* WORK ORDER
Give back each line of the listing below that contains the string "with".
[Opening PROVIDED ENTRIES section]
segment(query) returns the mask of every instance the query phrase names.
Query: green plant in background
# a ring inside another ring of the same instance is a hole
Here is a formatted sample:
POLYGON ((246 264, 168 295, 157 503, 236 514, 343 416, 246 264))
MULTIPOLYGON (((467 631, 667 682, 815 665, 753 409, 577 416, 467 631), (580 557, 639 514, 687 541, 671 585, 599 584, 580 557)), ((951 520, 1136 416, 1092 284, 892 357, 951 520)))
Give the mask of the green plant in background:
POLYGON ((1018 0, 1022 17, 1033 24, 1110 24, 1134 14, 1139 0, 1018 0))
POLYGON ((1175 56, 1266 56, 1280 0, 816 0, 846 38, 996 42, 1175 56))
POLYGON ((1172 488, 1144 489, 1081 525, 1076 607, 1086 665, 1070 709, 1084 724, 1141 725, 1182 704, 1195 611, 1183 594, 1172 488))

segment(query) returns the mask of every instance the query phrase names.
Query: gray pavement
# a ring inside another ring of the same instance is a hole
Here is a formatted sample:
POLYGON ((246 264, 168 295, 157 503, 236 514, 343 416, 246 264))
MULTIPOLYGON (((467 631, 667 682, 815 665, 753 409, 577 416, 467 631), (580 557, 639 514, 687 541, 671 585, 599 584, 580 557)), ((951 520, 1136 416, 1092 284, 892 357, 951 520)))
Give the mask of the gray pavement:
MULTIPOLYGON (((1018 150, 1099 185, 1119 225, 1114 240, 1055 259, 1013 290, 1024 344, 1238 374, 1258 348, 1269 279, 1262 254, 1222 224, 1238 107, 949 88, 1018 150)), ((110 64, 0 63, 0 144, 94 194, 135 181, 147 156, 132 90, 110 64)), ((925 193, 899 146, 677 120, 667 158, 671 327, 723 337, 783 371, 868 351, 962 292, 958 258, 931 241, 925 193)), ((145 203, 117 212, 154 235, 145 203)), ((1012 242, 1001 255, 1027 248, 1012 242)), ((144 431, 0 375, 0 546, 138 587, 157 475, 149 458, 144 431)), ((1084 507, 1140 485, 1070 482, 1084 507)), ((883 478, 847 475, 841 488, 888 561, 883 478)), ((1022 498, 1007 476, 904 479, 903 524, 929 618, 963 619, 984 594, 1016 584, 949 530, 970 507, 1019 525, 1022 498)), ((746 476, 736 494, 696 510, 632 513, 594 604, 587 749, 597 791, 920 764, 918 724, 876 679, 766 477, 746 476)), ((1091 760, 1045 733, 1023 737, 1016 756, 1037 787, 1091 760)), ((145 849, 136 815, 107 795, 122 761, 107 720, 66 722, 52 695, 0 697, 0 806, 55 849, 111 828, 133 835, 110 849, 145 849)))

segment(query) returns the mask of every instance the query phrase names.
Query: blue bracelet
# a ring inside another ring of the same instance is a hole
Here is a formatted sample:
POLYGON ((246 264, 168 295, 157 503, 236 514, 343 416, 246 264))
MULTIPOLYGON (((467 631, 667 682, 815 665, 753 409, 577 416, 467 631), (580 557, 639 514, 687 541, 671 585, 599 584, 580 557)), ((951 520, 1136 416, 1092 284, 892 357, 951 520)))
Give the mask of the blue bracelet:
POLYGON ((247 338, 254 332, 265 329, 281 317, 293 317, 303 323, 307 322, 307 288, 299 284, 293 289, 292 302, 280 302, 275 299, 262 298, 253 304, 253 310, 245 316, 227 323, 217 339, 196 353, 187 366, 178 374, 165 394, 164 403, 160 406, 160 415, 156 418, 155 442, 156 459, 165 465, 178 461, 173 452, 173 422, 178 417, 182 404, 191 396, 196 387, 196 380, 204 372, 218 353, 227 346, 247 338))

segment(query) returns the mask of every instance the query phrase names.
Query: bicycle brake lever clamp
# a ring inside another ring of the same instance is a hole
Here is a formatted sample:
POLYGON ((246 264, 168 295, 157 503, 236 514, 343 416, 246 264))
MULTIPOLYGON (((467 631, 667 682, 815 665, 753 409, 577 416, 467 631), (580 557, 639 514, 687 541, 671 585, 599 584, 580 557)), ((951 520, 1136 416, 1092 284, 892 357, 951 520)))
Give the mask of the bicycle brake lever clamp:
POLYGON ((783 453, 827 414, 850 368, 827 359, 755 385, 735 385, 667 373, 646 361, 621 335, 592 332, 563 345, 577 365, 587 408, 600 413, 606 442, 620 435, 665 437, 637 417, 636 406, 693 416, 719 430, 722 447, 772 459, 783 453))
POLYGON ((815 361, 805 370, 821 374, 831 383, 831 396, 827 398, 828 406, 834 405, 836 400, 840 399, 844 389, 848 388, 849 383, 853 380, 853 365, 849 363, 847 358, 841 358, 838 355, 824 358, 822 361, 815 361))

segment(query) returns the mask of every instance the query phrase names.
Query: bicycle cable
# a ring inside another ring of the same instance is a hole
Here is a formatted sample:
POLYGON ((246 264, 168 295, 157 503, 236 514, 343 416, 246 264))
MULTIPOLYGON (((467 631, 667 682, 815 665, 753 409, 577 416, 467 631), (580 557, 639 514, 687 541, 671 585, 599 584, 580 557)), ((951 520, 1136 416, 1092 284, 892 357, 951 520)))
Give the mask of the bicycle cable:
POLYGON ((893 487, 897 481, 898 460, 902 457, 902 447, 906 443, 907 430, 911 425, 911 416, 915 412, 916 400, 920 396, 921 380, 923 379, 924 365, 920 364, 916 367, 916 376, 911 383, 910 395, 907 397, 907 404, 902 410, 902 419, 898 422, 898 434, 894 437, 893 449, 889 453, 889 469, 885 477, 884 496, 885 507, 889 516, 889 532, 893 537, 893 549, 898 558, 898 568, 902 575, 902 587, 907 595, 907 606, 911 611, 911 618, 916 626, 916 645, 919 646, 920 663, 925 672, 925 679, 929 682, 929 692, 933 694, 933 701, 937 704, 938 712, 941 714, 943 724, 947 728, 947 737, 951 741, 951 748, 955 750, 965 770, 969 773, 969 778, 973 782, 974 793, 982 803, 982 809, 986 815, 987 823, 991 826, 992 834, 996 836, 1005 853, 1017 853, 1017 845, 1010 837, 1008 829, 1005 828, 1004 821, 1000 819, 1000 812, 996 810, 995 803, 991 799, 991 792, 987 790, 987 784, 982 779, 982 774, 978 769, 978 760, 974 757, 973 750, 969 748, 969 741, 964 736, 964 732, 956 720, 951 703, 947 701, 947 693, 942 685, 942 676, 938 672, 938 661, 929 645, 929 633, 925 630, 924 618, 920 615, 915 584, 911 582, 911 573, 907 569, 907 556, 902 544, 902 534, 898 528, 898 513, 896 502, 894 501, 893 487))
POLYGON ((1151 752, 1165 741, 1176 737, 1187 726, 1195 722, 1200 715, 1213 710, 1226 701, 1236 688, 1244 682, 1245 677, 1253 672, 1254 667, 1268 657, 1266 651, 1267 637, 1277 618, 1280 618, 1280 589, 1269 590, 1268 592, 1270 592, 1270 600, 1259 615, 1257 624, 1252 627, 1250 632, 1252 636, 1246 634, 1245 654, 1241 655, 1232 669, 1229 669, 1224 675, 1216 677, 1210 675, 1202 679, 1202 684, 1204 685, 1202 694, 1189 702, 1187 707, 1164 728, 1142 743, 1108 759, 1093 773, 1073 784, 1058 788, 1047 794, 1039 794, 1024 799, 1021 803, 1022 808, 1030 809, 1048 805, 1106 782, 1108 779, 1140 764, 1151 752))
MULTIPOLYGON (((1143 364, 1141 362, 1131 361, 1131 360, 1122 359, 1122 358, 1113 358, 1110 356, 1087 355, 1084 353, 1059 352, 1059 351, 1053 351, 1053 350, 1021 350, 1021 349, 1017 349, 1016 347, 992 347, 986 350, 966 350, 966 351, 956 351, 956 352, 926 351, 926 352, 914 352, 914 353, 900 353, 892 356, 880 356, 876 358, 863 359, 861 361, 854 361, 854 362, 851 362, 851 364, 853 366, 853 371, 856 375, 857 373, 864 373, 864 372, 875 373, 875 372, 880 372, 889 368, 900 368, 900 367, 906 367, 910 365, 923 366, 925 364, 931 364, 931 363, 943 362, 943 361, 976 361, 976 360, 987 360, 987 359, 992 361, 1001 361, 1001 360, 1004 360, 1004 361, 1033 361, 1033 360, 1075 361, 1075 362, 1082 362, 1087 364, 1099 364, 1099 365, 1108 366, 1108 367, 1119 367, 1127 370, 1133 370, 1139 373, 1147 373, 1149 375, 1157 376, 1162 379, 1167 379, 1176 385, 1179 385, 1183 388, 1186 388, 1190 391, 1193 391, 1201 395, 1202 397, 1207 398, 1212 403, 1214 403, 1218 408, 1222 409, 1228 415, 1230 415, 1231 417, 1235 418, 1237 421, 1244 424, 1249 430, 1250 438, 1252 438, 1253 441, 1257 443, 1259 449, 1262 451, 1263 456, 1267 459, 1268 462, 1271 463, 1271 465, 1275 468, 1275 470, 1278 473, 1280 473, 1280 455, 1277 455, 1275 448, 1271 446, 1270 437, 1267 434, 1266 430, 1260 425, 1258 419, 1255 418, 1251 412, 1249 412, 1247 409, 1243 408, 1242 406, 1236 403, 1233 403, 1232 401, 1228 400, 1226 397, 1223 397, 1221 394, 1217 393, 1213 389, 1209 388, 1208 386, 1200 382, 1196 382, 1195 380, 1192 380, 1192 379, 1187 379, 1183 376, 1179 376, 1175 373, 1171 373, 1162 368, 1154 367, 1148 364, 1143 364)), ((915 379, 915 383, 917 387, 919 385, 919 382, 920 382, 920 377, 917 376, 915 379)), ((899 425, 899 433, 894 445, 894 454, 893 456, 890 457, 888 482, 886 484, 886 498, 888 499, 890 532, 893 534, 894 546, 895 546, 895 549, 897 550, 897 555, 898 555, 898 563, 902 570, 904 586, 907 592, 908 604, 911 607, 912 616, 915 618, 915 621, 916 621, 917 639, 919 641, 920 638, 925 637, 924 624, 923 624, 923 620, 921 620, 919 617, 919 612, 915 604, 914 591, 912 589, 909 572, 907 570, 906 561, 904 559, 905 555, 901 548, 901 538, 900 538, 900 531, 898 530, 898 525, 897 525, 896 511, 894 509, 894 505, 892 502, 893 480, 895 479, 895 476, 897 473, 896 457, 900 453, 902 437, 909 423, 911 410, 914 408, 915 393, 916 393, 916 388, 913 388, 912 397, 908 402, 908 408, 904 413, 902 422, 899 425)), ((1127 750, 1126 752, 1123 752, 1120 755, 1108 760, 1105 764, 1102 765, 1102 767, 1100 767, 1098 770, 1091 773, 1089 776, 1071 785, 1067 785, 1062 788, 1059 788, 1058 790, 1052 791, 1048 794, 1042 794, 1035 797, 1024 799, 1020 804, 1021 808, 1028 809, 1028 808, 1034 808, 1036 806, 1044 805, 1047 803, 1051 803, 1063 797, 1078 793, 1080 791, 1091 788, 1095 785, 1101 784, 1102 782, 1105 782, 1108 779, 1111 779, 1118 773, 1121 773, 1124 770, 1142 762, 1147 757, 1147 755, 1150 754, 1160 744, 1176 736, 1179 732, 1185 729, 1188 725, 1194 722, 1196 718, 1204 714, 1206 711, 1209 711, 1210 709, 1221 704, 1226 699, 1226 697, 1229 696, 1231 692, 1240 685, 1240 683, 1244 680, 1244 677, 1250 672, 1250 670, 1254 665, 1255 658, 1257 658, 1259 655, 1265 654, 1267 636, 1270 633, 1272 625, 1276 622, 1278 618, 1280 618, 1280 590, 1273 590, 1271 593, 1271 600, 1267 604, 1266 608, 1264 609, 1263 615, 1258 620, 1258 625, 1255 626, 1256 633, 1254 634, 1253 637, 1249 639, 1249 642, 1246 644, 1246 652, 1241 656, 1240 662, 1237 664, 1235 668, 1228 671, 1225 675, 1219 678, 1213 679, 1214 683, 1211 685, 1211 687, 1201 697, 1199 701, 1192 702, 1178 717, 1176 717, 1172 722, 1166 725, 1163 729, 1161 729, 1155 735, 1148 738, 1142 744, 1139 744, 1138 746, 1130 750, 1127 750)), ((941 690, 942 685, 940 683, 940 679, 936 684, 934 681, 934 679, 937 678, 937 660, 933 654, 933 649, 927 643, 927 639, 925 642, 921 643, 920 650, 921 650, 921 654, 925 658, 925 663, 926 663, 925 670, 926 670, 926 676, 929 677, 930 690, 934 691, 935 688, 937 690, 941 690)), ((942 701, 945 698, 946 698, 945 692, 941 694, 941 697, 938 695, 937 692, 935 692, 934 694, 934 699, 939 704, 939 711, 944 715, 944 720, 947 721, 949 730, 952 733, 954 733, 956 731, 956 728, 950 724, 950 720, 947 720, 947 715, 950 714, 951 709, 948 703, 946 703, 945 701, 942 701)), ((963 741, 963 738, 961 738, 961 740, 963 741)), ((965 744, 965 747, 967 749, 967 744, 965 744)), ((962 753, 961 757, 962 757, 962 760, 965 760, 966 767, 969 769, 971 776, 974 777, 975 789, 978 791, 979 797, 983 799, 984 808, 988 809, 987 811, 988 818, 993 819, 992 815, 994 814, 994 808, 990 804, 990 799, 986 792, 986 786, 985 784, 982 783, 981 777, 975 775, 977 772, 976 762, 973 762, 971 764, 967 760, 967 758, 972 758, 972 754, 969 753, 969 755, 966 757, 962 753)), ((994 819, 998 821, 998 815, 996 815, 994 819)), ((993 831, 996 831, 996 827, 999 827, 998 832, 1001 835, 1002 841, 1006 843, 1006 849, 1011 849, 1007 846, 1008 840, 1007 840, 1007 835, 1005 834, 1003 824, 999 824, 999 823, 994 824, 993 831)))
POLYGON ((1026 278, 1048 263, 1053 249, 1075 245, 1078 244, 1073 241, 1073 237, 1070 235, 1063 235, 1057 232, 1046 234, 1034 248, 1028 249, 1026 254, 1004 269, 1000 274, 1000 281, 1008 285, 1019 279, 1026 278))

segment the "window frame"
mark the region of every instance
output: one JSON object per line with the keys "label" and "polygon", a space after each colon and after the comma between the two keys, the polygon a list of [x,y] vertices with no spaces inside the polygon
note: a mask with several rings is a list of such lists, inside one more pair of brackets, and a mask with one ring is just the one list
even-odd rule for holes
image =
[Closing PROVIDED ENTRIES section]
* RESULT OF THE TASK
output: one JSON object per line with the keys "label" and "polygon", a space after each colon and after the comma between the two keys, the polygon a list of [x,y] vertices with no spaces inside the polygon
note: a mask with several rings is a list of such lists, inside one more pair of brackets, and a mask with one ring is just the one list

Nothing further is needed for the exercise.